:: Task instructions ::
**A.** From the TDX overview below, list each abbreviation that it spells out in full, together with its expansion.
**B.** Summarize the TDX overview below in two sentences.

:: Reading passage ::
* * *
TDX introduces a new CPU mode called Secure Arbitration Mode (SEAM)
and a new isolated range pointed by the SEAM Ranger Register (SEAMRR).
A CPU-attested software module called 'the TDX module' runs in the new
isolated region as a trusted hypervisor to create/run protected VMs.

TDX also leverages Intel Multi-Key Total Memory Encryption (MKTME) to
provide crypto-protection to the VMs.  TDX reserves part of MKTME KeyIDs
as TDX private KeyIDs, which are only accessible within the SEAM mode.

TDX is different from AMD SEV/SEV-ES/SEV-SNP, which uses a dedicated
secure processor to provide crypto-protection.  The firmware runs on the
secure processor acts a similar role as the TDX module.

The host kernel communicates with SEAM software via a new SEAMCALL
instruction.  This is conceptually similar to a guest->host hypercall,
except it is made from the host to SEAM software instead.

Before being able to manage TD guests, the TDX module must be loaded
and properly initialized.  This series assumes the TDX module is loaded
by BIOS before the kernel boots.

How to initialize the TDX module is described at TDX module 1.0
specification, chapter "13.Intel TDX Module Lifecycle: Enumeration,
Initialization and Shutdown".

== Design Considerations ==

1. Initialize the TDX module at runtime

There are basically two ways the TDX module could be initialized: either
in early boot, or at runtime before the first TDX guest is run.  This
series implements the runtime initialization.
* * *
:: Extracted records ::
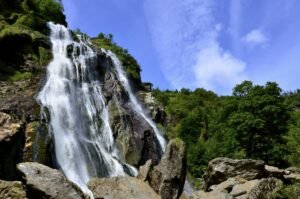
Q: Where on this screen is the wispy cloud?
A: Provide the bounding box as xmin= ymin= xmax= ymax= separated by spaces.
xmin=144 ymin=0 xmax=246 ymax=93
xmin=242 ymin=29 xmax=268 ymax=46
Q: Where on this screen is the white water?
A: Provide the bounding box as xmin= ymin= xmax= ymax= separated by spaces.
xmin=106 ymin=51 xmax=166 ymax=151
xmin=38 ymin=23 xmax=137 ymax=198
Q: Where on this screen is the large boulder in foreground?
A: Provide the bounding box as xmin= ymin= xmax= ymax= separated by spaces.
xmin=139 ymin=139 xmax=187 ymax=199
xmin=191 ymin=177 xmax=282 ymax=199
xmin=204 ymin=158 xmax=265 ymax=190
xmin=0 ymin=112 xmax=25 ymax=180
xmin=0 ymin=180 xmax=27 ymax=199
xmin=88 ymin=177 xmax=160 ymax=199
xmin=17 ymin=162 xmax=85 ymax=199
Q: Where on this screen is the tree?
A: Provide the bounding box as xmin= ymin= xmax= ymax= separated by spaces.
xmin=225 ymin=81 xmax=290 ymax=165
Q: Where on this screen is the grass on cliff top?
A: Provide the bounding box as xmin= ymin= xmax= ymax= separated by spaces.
xmin=92 ymin=33 xmax=141 ymax=86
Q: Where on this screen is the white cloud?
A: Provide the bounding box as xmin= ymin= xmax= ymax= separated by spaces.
xmin=242 ymin=29 xmax=268 ymax=45
xmin=194 ymin=42 xmax=247 ymax=93
xmin=144 ymin=0 xmax=246 ymax=94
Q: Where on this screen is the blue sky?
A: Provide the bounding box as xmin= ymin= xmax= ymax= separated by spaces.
xmin=62 ymin=0 xmax=300 ymax=94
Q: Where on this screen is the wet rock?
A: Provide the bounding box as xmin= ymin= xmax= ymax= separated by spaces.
xmin=144 ymin=139 xmax=187 ymax=199
xmin=137 ymin=160 xmax=154 ymax=181
xmin=17 ymin=162 xmax=85 ymax=199
xmin=0 ymin=180 xmax=27 ymax=199
xmin=88 ymin=177 xmax=160 ymax=199
xmin=265 ymin=165 xmax=291 ymax=179
xmin=204 ymin=158 xmax=265 ymax=190
xmin=234 ymin=178 xmax=282 ymax=199
xmin=0 ymin=112 xmax=25 ymax=180
xmin=283 ymin=167 xmax=300 ymax=182
xmin=190 ymin=191 xmax=233 ymax=199
xmin=101 ymin=64 xmax=162 ymax=167
xmin=209 ymin=178 xmax=246 ymax=192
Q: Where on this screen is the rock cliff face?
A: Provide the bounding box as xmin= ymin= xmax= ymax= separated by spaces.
xmin=98 ymin=52 xmax=162 ymax=167
xmin=191 ymin=158 xmax=299 ymax=199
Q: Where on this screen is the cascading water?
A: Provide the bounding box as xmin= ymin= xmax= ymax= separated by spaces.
xmin=37 ymin=23 xmax=136 ymax=197
xmin=105 ymin=51 xmax=166 ymax=151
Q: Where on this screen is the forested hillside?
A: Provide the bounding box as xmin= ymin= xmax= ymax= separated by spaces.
xmin=154 ymin=81 xmax=300 ymax=183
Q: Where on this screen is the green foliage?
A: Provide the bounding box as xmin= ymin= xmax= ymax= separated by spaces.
xmin=8 ymin=71 xmax=32 ymax=81
xmin=154 ymin=81 xmax=300 ymax=178
xmin=92 ymin=33 xmax=141 ymax=87
xmin=33 ymin=0 xmax=66 ymax=24
xmin=274 ymin=182 xmax=300 ymax=199
xmin=225 ymin=81 xmax=290 ymax=166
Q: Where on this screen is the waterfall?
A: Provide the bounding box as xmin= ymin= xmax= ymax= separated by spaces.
xmin=37 ymin=23 xmax=137 ymax=197
xmin=105 ymin=51 xmax=166 ymax=151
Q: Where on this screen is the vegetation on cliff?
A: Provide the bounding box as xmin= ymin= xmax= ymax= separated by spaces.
xmin=154 ymin=81 xmax=300 ymax=183
xmin=92 ymin=33 xmax=142 ymax=87
xmin=0 ymin=0 xmax=66 ymax=81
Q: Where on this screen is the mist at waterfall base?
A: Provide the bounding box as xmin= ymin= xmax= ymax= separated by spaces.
xmin=37 ymin=22 xmax=165 ymax=198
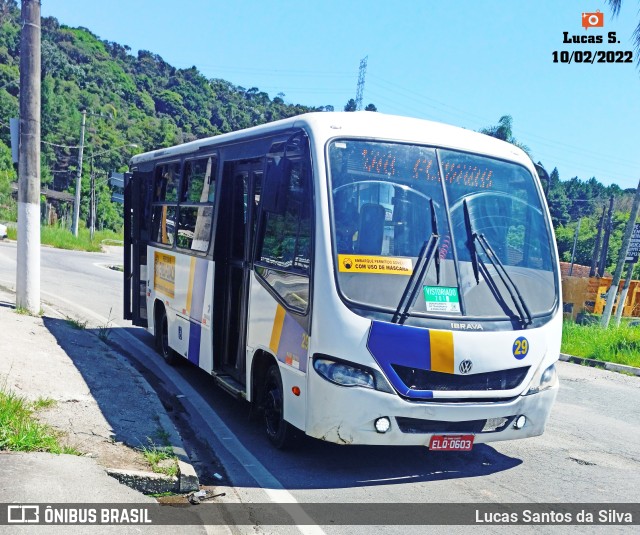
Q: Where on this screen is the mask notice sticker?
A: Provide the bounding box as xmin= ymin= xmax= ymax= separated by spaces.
xmin=424 ymin=286 xmax=460 ymax=312
xmin=338 ymin=254 xmax=413 ymax=275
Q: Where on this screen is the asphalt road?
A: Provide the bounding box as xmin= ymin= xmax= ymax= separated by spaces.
xmin=0 ymin=242 xmax=640 ymax=534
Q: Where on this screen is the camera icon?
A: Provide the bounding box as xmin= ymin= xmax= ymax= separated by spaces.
xmin=582 ymin=9 xmax=604 ymax=30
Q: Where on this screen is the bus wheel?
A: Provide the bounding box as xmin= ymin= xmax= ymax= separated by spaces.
xmin=156 ymin=307 xmax=178 ymax=366
xmin=262 ymin=365 xmax=297 ymax=449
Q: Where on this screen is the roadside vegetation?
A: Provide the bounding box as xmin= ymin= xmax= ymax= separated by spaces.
xmin=561 ymin=322 xmax=640 ymax=367
xmin=7 ymin=226 xmax=124 ymax=252
xmin=0 ymin=388 xmax=79 ymax=455
xmin=141 ymin=441 xmax=178 ymax=477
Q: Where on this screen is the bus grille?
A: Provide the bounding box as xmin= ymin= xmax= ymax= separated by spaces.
xmin=396 ymin=416 xmax=515 ymax=435
xmin=392 ymin=364 xmax=529 ymax=391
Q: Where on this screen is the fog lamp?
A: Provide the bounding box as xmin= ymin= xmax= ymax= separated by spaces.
xmin=513 ymin=414 xmax=527 ymax=429
xmin=374 ymin=416 xmax=391 ymax=433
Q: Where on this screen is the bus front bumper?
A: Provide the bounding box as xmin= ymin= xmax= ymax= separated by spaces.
xmin=306 ymin=371 xmax=558 ymax=446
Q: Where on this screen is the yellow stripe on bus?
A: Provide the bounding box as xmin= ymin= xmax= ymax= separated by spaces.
xmin=429 ymin=331 xmax=453 ymax=373
xmin=269 ymin=305 xmax=285 ymax=355
xmin=186 ymin=257 xmax=195 ymax=319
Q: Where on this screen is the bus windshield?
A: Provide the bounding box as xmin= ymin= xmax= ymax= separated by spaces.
xmin=328 ymin=139 xmax=557 ymax=324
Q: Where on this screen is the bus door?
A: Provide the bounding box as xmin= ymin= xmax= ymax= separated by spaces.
xmin=214 ymin=159 xmax=263 ymax=384
xmin=123 ymin=168 xmax=153 ymax=327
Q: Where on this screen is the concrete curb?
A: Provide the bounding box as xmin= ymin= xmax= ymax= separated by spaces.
xmin=560 ymin=353 xmax=640 ymax=377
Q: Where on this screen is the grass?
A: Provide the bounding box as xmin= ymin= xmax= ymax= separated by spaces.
xmin=15 ymin=306 xmax=44 ymax=317
xmin=7 ymin=226 xmax=123 ymax=252
xmin=562 ymin=322 xmax=640 ymax=367
xmin=0 ymin=390 xmax=80 ymax=455
xmin=98 ymin=308 xmax=113 ymax=344
xmin=65 ymin=316 xmax=89 ymax=331
xmin=141 ymin=440 xmax=178 ymax=477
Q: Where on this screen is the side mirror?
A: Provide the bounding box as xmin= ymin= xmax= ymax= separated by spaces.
xmin=533 ymin=162 xmax=551 ymax=196
xmin=261 ymin=157 xmax=291 ymax=214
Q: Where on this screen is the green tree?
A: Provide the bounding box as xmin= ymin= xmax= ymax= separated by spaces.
xmin=344 ymin=98 xmax=356 ymax=111
xmin=480 ymin=115 xmax=530 ymax=154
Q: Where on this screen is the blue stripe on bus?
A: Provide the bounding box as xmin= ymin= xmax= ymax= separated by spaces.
xmin=188 ymin=321 xmax=202 ymax=365
xmin=188 ymin=258 xmax=209 ymax=365
xmin=367 ymin=321 xmax=433 ymax=399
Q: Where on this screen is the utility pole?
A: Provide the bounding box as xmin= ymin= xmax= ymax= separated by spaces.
xmin=16 ymin=0 xmax=40 ymax=314
xmin=601 ymin=180 xmax=640 ymax=328
xmin=589 ymin=206 xmax=607 ymax=277
xmin=616 ymin=262 xmax=635 ymax=327
xmin=71 ymin=110 xmax=87 ymax=238
xmin=89 ymin=152 xmax=96 ymax=241
xmin=356 ymin=56 xmax=369 ymax=111
xmin=569 ymin=218 xmax=582 ymax=277
xmin=598 ymin=195 xmax=613 ymax=277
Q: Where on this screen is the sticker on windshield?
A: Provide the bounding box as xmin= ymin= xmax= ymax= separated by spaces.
xmin=513 ymin=336 xmax=529 ymax=360
xmin=338 ymin=254 xmax=413 ymax=275
xmin=423 ymin=286 xmax=460 ymax=312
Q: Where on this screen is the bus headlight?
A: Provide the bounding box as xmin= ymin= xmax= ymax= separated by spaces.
xmin=526 ymin=364 xmax=558 ymax=395
xmin=313 ymin=355 xmax=393 ymax=393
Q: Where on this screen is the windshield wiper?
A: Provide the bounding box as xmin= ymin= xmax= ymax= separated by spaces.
xmin=462 ymin=200 xmax=533 ymax=325
xmin=391 ymin=199 xmax=440 ymax=323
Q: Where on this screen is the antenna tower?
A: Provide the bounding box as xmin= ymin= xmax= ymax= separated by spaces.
xmin=356 ymin=56 xmax=369 ymax=111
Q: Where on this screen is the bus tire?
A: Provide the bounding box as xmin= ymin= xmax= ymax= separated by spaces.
xmin=155 ymin=307 xmax=178 ymax=366
xmin=262 ymin=364 xmax=298 ymax=449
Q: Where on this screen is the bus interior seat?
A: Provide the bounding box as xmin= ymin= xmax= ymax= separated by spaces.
xmin=356 ymin=203 xmax=385 ymax=255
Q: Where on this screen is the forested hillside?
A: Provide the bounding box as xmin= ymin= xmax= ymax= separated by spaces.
xmin=0 ymin=0 xmax=323 ymax=232
xmin=0 ymin=0 xmax=640 ymax=276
* * *
:: Answers to the tasks ::
**A.**
SEAM: Secure Arbitration Mode
SEAMRR: SEAM Ranger Register
MKTME: Intel Multi-Key Total Memory Encryption

**B.** TDX adds a new CPU mode, SEAM, and an isolated range where a CPU-attested TDX module runs as a trusted hypervisor to create and run protected VMs, with crypto-protection from MKTME KeyIDs reserved as TDX private KeyIDs. The host kernel communicates with SEAM software through a new SEAMCALL instruction, and this series assumes the BIOS loads the TDX module before the kernel boots and initializes the module at runtime, before the first TDX guest is run.